_EXERCISE GOAL_
No images are to be carried over; print all other material exactly as it stands.

_DATA FOR PROCESSING_
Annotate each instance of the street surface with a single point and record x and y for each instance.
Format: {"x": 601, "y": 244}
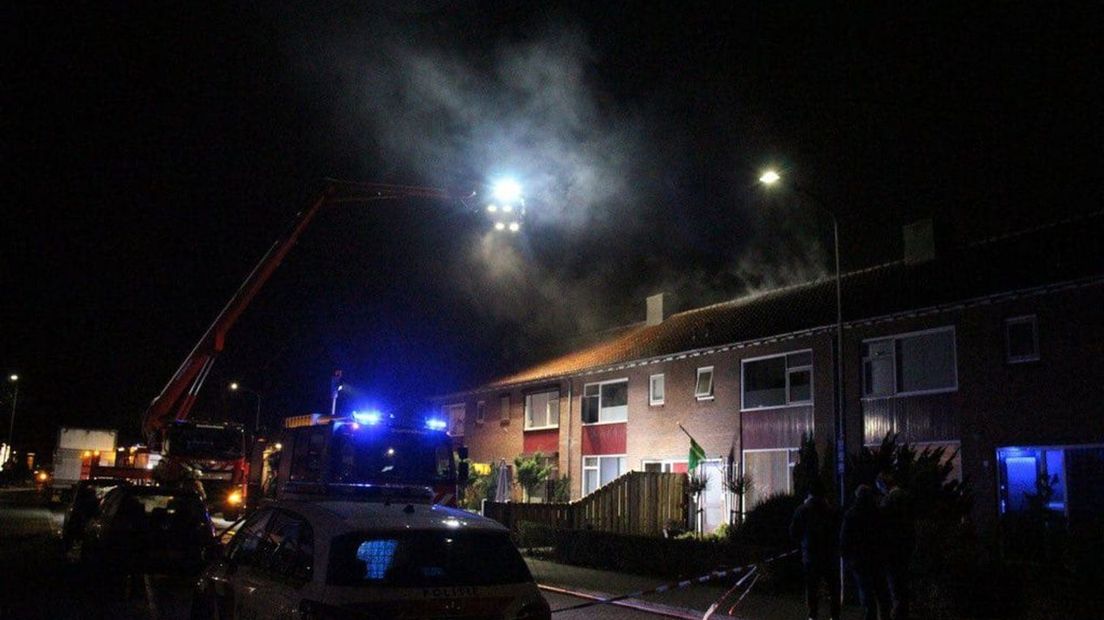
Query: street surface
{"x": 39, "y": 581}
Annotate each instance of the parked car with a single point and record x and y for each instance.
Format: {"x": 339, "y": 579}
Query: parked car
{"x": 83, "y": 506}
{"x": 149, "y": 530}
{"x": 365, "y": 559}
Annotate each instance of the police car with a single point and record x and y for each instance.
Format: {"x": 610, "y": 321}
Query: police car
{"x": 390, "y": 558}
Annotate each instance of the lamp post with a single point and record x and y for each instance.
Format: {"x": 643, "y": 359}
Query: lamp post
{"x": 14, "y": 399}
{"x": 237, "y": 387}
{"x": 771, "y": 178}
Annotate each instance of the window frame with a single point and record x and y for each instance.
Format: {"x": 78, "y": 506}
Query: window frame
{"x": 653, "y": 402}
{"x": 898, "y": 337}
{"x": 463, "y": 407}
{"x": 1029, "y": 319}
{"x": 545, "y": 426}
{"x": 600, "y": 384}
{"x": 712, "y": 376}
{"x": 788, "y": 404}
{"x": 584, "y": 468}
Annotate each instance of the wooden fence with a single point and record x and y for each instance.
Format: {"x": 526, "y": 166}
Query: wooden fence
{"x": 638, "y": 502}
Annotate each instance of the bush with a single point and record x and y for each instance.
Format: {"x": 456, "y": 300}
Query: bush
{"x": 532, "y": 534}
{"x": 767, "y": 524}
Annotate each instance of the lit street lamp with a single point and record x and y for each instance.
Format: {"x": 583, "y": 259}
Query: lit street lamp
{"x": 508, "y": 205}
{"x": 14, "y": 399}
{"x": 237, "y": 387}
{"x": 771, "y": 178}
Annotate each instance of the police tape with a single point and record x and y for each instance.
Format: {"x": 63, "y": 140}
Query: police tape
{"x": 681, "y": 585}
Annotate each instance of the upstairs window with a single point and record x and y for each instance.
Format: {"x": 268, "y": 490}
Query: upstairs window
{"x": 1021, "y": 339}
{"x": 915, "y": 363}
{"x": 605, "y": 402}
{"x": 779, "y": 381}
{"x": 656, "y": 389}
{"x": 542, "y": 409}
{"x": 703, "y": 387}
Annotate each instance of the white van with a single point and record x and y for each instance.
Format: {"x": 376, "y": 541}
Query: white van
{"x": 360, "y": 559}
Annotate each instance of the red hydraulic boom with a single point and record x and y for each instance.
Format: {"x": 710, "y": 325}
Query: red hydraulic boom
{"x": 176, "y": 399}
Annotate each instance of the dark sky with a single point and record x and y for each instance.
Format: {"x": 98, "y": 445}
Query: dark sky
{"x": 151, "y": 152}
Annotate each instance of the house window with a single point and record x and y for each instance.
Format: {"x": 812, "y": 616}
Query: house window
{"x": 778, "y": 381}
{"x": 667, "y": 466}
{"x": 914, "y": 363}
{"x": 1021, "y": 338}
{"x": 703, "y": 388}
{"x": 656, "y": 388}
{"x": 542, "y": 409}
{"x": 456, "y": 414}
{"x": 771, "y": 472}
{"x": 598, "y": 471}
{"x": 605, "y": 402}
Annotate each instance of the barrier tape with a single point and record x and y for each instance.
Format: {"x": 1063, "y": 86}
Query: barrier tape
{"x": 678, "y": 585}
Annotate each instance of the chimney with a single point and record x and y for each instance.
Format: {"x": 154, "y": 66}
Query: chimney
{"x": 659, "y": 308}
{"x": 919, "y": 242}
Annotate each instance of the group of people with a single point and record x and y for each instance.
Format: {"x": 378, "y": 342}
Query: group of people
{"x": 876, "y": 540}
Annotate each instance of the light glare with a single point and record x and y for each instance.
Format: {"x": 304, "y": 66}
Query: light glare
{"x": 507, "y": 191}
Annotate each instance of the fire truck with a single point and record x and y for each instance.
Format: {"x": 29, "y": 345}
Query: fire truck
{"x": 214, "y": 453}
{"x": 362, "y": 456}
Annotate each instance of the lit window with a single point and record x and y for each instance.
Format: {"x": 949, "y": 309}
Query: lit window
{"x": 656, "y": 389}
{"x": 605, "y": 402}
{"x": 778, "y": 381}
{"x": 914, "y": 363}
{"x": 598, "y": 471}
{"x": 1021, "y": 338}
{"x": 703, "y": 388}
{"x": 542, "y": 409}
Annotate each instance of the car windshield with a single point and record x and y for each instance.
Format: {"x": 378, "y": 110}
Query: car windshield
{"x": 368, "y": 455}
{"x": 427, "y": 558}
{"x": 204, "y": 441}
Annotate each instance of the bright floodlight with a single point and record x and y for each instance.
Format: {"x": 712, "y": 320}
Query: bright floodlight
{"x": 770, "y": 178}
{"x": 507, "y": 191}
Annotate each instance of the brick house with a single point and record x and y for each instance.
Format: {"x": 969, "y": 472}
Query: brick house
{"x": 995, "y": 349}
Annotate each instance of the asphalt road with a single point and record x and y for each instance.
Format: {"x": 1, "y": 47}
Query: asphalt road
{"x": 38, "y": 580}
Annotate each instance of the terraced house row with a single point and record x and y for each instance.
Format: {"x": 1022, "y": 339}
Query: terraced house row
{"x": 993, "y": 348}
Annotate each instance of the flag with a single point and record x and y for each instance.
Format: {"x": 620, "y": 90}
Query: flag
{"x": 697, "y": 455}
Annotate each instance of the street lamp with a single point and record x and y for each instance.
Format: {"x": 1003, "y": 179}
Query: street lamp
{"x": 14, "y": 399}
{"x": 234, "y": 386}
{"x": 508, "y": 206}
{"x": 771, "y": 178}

_SOLUTION_
Annotate each instance of the street surface with a single point and record x and y for each instance.
Format: {"x": 601, "y": 244}
Query: street surface
{"x": 39, "y": 581}
Annotate each instance of the parked car with a single point and record x and y for each instance.
Format: {"x": 339, "y": 579}
Query: parked car
{"x": 83, "y": 506}
{"x": 149, "y": 530}
{"x": 365, "y": 559}
Annotate each instance of the police car with a single point and record x and y for each instance.
Format: {"x": 610, "y": 321}
Query: police car
{"x": 390, "y": 558}
Annotate each instance of the lamp post with a single point and record x and y for each instance.
Format: {"x": 643, "y": 359}
Query: lamp post
{"x": 14, "y": 399}
{"x": 237, "y": 387}
{"x": 771, "y": 178}
Annotate each instance of the window frame with a single point and record x and y for each instance.
Format: {"x": 78, "y": 506}
Query: window frame
{"x": 653, "y": 402}
{"x": 898, "y": 337}
{"x": 463, "y": 407}
{"x": 1029, "y": 319}
{"x": 545, "y": 426}
{"x": 600, "y": 384}
{"x": 712, "y": 376}
{"x": 788, "y": 404}
{"x": 584, "y": 468}
Annotate each instance of the wooden fence with a single point and record x and y for each instance.
Format: {"x": 526, "y": 166}
Query: wooden fence
{"x": 638, "y": 502}
Annotate each instance of the bush with a single point and record x and y for each instance.
Format: {"x": 456, "y": 300}
Query: bush
{"x": 532, "y": 534}
{"x": 767, "y": 524}
Annotate each instance of the lit street lamp with a single point and record x and y for each instance.
Format: {"x": 583, "y": 259}
Query: lit street lamp
{"x": 508, "y": 205}
{"x": 14, "y": 399}
{"x": 237, "y": 387}
{"x": 771, "y": 178}
Annotate each instance of the police tape with a single point and record x and y for each instance.
Format: {"x": 63, "y": 140}
Query: police tape
{"x": 681, "y": 585}
Annotate each instance of the upstairs window with a single point and record x and y for each instance.
Format: {"x": 268, "y": 490}
Query: upstairs window
{"x": 1021, "y": 339}
{"x": 915, "y": 363}
{"x": 605, "y": 402}
{"x": 779, "y": 381}
{"x": 656, "y": 389}
{"x": 542, "y": 409}
{"x": 703, "y": 387}
Annotate each instance of the white van with a single point and record x and y for each instance.
Format: {"x": 376, "y": 541}
Query: white van
{"x": 360, "y": 559}
Annotate each instance of the red hydraulic boom with a single point and record x and y for each instance.
Format: {"x": 710, "y": 325}
Query: red hydraulic boom
{"x": 176, "y": 399}
Annotate each instance of the dark sky with a single point and record x and y for each instance.
Format: {"x": 98, "y": 445}
Query: dark sky
{"x": 151, "y": 152}
Annotate each instance of the house window with a single point and record x and y for each instance.
Format: {"x": 812, "y": 616}
Query: house window
{"x": 778, "y": 381}
{"x": 667, "y": 466}
{"x": 914, "y": 363}
{"x": 1021, "y": 338}
{"x": 703, "y": 388}
{"x": 656, "y": 388}
{"x": 542, "y": 409}
{"x": 456, "y": 414}
{"x": 771, "y": 472}
{"x": 598, "y": 471}
{"x": 605, "y": 402}
Annotate each instance of the barrier tape with a single point and record x and y for each instance.
Format: {"x": 1063, "y": 86}
Query: barrier tape
{"x": 678, "y": 585}
Annotate each instance of the chimney with a single point and record x and y for each instance.
Format: {"x": 154, "y": 66}
Query: chimney
{"x": 659, "y": 308}
{"x": 919, "y": 242}
Annotate each instance of the group of people with a single point and record x and y for each instance.
Format: {"x": 378, "y": 342}
Query: group of people
{"x": 876, "y": 540}
Annotate each instance of the light glare with a single point and record x and y for each instance.
Format: {"x": 304, "y": 66}
Query: light glare
{"x": 507, "y": 191}
Annotate each instance of the fire truck with a single point and record x and y for each instance.
Format: {"x": 29, "y": 345}
Query: fire truck
{"x": 214, "y": 453}
{"x": 362, "y": 456}
Annotate each instance of the lit window with a single point and record x and y for each instance.
Format: {"x": 949, "y": 309}
Query: lit window
{"x": 656, "y": 389}
{"x": 605, "y": 402}
{"x": 778, "y": 381}
{"x": 914, "y": 363}
{"x": 598, "y": 471}
{"x": 1021, "y": 338}
{"x": 703, "y": 388}
{"x": 542, "y": 409}
Annotate each instance of the car windshield with a single point and record x and y for each instance.
Format: {"x": 378, "y": 110}
Query: car windshield
{"x": 368, "y": 455}
{"x": 427, "y": 558}
{"x": 204, "y": 441}
Annotate each instance of the bright floodlight with a single point and record x and y for each instance.
Format: {"x": 712, "y": 320}
Query: bright floodlight
{"x": 770, "y": 178}
{"x": 507, "y": 191}
Annotate each instance of the brick house with a single point and record x and y for each instance.
Format: {"x": 969, "y": 472}
Query: brick house
{"x": 995, "y": 349}
Annotate each instance of the asphalt road with a single point and record x and y for each instance.
Format: {"x": 1, "y": 47}
Query: asphalt road
{"x": 38, "y": 580}
Annotate each instance of the terraced house row with a single point and record x and y for each instance.
Format: {"x": 1022, "y": 339}
Query: terraced house row
{"x": 993, "y": 348}
Annotate each instance of the flag with a single point and record x and y for each instance.
Format: {"x": 620, "y": 90}
Query: flag
{"x": 697, "y": 455}
Annotate each instance of the street lamp with a single point and record x and y for each instance.
Format: {"x": 1003, "y": 179}
Query: street lamp
{"x": 14, "y": 399}
{"x": 234, "y": 386}
{"x": 508, "y": 206}
{"x": 771, "y": 178}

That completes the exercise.